The line containing "An instance may" marks the end: quote every line from the start of the records below through it, word for word.
(Exercise data)
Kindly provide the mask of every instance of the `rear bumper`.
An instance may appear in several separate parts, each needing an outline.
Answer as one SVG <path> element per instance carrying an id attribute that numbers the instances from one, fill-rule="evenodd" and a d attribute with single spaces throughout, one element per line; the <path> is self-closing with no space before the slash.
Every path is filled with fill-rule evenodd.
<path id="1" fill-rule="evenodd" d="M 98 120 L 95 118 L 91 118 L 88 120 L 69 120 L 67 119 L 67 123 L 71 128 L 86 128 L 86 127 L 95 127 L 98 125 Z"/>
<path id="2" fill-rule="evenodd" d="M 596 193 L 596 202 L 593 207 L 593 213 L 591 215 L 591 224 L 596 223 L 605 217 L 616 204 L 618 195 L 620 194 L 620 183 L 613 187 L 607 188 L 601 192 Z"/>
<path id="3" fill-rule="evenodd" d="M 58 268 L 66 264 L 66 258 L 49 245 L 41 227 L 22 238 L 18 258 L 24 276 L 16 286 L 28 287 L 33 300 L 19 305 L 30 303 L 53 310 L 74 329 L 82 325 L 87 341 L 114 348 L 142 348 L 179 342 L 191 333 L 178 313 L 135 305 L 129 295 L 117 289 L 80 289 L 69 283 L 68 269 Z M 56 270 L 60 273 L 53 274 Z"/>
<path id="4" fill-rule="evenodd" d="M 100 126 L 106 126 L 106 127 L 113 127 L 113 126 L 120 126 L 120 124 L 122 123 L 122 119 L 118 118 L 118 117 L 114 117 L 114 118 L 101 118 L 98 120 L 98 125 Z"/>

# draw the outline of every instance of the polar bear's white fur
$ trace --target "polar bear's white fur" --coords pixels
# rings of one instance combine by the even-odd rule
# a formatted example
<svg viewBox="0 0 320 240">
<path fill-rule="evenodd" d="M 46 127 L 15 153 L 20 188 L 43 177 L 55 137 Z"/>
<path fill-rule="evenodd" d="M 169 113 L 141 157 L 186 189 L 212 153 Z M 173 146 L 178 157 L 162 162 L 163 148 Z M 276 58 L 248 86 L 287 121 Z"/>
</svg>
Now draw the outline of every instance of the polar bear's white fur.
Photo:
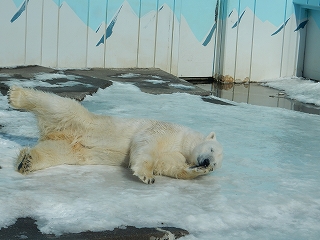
(End Exercise data)
Response to this exercise
Kindly provide the mask of every instance of the `rear bumper`.
An instance may appear in several separate parts, each needing an outline.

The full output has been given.